I am a transactional attorney. What does this mean? This means that I spend most of my day helping clients handle matters involving general business disputes, contracts, business formation and legal compliance. However, my job does not routinely involve lawsuits or the multiple facets surrounding them.
Far too many people in the world today are under the impression that every lawyer has sued someone or something, and if you watch any one of the million televisions dramas or comedies involving lawyers, it’s understandable why. These lawyers spend most of their time suing fictional characters or businesses, spending hours preparing for court and most notably, hours billing their clients. While television isn’t really an accurate description of the lives of most litigation attorneys, it is accurate about one thing: suing someone or something is expensive, regardless of the circumstances.
I am drafting this article to discuss client options prior to suing someone, and those options include the threat of suing someone. Often times, as a result of those television shows, or the simple fact that a majority of attorneys are involved with lawsuits on a day-to-day basis, clients are unaware of their options outside of suing someone. In reality, many of today’s legal problems can be settled, as long as cooler heads prevail and both parties are actively seeking an equitable outcome.
How to Resolve a Dispute Without a Lawsuit
In most legal matters involving a business dispute, I almost always advise my client that contacting them through a letter is the best first (and hopefully last) option. These tactics can often times be less threatening (which believe it or not, can be a good thing), 99% of the time are significantly faster than litigation and, dare I say it, 100% of the time less expensive.

TASK INPUT:

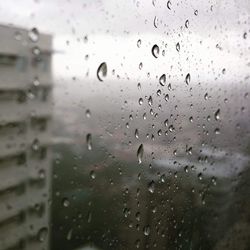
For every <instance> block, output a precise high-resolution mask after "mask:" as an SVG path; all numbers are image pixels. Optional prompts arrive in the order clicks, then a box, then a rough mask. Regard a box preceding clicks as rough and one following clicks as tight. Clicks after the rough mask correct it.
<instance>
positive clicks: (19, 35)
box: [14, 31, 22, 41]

* * *

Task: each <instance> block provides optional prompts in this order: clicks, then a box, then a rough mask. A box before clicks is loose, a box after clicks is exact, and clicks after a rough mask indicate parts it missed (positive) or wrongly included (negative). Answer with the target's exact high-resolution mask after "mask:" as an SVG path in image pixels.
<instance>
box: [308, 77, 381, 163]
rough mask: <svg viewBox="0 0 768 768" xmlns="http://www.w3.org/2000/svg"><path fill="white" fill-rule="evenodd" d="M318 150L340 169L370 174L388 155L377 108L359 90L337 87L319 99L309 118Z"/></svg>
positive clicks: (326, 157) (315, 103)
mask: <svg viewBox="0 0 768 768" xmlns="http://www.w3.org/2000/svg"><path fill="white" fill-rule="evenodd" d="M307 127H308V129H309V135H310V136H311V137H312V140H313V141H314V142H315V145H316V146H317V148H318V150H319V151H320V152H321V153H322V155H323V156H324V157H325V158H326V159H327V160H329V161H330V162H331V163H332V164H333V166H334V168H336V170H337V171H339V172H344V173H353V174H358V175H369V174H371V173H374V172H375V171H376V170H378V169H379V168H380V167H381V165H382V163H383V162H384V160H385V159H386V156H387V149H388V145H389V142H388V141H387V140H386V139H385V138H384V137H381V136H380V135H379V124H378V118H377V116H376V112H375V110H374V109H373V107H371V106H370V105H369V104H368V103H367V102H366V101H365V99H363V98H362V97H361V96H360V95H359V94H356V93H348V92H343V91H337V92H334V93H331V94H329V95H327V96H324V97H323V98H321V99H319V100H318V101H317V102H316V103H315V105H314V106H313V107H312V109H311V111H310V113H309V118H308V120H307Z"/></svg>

EXERCISES:
• a. Answer these questions about the attorney's article:
(i) What kind of attorney does the author say they are?
(ii) What is the one thing the text says television gets right?
(iii) What does the author almost always recommend as the best first option in a business dispute?
• b. In the entries, print everything from the line containing "For every <instance>" down to the line containing "positive clicks: (19, 35)", including both of those lines.
The entries are unrelated to the article above.

SOLUTIONS TO THE TASKS:
• a.
(i) A transactional attorney.
(ii) Suing someone or something is expensive, regardless of the circumstances.
(iii) Contacting the other party through a letter.

• b.
For every <instance> block, output a precise high-resolution mask after "mask:" as an SVG path; all numbers are image pixels. Optional prompts arrive in the order clicks, then a box, then a rough mask. Regard a box preceding clicks as rough and one following clicks as tight. Clicks after the rough mask correct it.
<instance>
positive clicks: (19, 35)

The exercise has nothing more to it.